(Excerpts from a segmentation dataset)
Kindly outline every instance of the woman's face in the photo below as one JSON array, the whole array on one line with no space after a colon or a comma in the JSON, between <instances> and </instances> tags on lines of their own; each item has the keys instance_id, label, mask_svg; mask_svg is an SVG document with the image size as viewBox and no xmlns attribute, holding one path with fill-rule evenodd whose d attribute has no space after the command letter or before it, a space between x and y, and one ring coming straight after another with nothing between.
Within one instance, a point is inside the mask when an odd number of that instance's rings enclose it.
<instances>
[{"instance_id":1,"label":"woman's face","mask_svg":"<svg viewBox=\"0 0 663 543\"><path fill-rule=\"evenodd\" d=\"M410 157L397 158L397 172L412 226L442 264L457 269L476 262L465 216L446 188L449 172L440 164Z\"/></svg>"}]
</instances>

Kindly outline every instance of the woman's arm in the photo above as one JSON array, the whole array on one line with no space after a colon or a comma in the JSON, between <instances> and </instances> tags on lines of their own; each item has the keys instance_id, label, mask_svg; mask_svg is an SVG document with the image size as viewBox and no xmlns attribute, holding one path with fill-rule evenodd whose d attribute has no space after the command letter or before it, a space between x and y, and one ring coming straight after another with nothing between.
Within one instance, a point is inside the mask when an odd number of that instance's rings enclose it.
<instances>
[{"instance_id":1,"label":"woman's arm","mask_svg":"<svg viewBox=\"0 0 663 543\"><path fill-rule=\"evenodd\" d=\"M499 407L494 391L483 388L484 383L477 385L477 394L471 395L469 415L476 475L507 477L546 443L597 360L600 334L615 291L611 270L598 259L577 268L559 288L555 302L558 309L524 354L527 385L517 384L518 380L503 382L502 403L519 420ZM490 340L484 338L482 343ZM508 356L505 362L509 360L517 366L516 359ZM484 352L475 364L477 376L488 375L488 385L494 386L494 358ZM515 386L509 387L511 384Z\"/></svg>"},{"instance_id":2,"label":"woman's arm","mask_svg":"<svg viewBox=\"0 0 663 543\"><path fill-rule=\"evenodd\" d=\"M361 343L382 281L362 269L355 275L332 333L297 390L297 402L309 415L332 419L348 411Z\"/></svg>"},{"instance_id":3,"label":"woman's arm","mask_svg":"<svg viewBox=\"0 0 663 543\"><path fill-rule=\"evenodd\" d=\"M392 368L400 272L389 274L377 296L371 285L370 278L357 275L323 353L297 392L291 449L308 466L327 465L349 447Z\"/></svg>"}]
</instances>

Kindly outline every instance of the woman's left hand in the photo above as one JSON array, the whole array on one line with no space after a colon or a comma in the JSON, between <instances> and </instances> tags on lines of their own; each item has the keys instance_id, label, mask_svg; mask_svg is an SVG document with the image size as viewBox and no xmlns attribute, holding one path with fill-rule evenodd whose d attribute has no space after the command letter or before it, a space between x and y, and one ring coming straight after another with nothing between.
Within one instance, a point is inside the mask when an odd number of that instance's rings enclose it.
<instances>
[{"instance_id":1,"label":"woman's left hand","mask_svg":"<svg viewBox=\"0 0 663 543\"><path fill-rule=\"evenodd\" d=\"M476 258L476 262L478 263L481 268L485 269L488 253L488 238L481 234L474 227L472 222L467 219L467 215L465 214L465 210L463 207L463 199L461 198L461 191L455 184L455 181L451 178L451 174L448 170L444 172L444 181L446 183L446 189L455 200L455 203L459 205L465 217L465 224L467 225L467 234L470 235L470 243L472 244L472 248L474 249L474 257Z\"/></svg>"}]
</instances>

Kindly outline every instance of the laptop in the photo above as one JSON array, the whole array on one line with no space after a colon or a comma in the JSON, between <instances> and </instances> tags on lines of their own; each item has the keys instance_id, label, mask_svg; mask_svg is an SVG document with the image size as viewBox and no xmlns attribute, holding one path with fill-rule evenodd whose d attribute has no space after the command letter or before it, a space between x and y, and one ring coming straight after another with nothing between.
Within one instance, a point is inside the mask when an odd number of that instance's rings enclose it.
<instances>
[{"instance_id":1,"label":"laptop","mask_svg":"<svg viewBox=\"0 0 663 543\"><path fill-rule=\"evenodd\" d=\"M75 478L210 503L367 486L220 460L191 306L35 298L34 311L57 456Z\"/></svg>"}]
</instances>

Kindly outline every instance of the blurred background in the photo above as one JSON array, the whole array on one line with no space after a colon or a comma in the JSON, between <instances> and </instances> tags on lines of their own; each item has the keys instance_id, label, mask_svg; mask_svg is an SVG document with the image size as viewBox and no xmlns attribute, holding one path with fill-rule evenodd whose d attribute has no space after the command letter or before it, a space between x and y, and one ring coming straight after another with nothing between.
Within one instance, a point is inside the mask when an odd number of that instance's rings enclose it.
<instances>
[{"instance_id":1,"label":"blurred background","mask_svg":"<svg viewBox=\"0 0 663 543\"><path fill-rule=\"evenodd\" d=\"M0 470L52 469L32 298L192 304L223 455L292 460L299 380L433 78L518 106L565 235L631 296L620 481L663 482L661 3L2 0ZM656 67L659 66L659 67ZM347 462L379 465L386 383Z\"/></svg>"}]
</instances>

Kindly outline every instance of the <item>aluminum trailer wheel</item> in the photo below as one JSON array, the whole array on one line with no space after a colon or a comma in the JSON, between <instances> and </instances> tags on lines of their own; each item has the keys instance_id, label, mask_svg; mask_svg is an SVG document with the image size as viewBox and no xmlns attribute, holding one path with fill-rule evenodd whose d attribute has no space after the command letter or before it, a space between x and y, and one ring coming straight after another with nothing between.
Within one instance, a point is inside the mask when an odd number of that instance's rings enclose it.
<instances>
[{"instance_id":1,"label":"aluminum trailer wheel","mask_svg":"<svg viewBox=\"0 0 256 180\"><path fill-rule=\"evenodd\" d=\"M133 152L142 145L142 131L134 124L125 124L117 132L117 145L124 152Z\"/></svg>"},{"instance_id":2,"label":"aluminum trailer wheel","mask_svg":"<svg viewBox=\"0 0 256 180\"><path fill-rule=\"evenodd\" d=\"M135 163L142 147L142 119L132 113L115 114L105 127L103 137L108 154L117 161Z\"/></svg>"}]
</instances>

...

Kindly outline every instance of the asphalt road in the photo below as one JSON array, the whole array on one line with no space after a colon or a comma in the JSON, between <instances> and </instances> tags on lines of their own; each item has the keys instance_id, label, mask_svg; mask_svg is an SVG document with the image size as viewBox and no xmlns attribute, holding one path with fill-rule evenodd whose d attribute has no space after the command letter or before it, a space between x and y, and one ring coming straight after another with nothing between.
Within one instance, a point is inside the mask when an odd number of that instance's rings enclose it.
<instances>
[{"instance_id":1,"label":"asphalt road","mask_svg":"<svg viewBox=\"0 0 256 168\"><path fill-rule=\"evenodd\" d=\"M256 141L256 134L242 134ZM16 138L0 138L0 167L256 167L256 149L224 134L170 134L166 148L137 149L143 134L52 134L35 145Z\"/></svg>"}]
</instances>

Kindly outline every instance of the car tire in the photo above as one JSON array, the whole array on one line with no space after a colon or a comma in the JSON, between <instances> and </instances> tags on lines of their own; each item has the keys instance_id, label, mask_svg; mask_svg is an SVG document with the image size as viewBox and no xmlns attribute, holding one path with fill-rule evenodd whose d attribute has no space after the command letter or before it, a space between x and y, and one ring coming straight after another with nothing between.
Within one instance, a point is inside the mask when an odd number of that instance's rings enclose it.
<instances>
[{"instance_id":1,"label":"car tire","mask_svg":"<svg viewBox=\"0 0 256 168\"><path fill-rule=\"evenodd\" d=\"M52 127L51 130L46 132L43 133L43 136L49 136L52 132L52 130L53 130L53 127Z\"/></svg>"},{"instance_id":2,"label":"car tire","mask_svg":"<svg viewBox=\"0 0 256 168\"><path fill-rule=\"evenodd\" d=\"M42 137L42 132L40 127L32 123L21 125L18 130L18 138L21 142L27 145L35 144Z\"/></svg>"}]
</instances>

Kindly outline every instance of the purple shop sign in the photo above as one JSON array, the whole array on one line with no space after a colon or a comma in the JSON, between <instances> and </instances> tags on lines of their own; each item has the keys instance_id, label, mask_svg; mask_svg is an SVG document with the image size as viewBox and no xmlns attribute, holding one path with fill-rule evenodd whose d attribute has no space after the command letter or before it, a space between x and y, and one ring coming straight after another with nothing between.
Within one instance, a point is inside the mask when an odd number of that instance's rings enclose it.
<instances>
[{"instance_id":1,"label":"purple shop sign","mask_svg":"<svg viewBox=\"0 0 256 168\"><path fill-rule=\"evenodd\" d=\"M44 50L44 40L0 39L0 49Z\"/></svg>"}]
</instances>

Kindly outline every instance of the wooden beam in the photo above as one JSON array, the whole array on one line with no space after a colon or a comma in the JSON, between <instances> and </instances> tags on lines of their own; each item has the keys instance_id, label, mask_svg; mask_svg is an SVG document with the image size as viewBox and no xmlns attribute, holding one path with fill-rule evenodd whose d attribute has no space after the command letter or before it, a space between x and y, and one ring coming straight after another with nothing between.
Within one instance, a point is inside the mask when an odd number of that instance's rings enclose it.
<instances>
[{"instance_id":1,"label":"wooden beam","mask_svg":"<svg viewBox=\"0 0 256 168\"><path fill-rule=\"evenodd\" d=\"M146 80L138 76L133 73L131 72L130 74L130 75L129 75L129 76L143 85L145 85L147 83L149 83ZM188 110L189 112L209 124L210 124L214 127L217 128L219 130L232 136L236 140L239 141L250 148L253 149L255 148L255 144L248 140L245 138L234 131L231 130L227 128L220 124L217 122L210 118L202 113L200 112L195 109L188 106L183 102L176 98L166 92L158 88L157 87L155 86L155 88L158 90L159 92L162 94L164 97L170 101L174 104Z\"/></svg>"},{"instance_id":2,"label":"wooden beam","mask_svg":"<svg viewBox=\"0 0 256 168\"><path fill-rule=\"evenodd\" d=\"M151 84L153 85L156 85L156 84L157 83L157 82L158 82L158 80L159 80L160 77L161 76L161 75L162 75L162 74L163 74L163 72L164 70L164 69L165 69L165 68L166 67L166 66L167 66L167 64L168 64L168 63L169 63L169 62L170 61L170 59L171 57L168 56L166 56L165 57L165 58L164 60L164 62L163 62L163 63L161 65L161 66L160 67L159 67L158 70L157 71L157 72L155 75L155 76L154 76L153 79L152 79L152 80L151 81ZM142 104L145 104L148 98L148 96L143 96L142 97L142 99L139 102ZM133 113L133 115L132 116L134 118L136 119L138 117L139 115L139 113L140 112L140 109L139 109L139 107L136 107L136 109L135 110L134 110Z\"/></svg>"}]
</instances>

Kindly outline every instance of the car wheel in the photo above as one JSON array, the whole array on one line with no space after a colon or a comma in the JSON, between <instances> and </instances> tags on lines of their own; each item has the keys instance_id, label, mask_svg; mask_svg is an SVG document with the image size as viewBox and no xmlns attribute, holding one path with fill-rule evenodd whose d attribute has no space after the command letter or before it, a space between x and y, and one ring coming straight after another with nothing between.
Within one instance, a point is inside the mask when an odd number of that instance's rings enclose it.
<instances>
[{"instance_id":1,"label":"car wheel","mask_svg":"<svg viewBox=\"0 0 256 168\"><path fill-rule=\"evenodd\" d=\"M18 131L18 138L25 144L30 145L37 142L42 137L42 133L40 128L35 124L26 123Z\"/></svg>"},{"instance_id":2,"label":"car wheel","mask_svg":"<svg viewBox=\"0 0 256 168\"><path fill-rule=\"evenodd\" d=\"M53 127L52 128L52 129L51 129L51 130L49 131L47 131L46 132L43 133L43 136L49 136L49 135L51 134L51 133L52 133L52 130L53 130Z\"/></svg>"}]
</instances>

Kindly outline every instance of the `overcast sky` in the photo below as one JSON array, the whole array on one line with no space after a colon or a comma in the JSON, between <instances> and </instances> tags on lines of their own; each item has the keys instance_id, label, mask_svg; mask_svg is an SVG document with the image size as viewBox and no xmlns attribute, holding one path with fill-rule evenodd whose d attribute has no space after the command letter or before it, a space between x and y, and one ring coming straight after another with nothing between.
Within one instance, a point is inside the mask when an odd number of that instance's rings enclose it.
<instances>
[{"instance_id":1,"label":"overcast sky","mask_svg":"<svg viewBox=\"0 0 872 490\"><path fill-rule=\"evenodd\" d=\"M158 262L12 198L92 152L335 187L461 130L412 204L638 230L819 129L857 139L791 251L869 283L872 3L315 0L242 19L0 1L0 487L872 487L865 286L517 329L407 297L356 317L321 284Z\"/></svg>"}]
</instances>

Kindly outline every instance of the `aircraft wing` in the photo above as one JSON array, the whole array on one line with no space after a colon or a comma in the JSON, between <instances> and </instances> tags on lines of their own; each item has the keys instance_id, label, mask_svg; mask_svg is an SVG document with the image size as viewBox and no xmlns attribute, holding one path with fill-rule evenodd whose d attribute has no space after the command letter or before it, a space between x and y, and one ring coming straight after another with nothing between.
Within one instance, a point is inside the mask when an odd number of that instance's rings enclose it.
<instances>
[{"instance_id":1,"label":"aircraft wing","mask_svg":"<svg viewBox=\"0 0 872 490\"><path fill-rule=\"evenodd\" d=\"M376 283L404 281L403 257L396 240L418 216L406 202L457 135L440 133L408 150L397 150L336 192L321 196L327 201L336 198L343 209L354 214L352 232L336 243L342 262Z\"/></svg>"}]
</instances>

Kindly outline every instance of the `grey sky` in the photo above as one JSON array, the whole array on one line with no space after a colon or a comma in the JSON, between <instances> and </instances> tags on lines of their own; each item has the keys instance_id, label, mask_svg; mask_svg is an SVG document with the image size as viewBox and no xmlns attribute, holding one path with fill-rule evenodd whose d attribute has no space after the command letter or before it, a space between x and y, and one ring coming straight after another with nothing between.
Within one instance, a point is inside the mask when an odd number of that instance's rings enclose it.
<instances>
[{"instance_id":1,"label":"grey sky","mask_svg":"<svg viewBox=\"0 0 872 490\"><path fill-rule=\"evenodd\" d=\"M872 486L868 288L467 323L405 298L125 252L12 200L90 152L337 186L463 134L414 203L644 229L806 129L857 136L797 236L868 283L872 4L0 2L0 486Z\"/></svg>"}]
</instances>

STATED GOAL: Please pull out each line of the records above that contains the string "grey" and copy it.

ANSWER:
Kindly outline every instance of the `grey sky` in the photo above as one JSON array, the whole array on one line with no space after a colon or a comma in the JSON, between <instances> and </instances> tags on lines of their own; each item has the keys instance_id, label, mask_svg; mask_svg is an SVG document with the image size as viewBox and no xmlns attribute, holding one path with fill-rule evenodd whose d attribute has no space after the command letter or before it, a space between x and y, and one ring coming straight after another with nothing between.
[{"instance_id":1,"label":"grey sky","mask_svg":"<svg viewBox=\"0 0 872 490\"><path fill-rule=\"evenodd\" d=\"M872 486L868 288L467 323L405 298L125 252L12 200L90 152L337 186L463 134L414 203L644 229L806 129L857 136L797 236L868 283L872 4L0 2L0 486Z\"/></svg>"}]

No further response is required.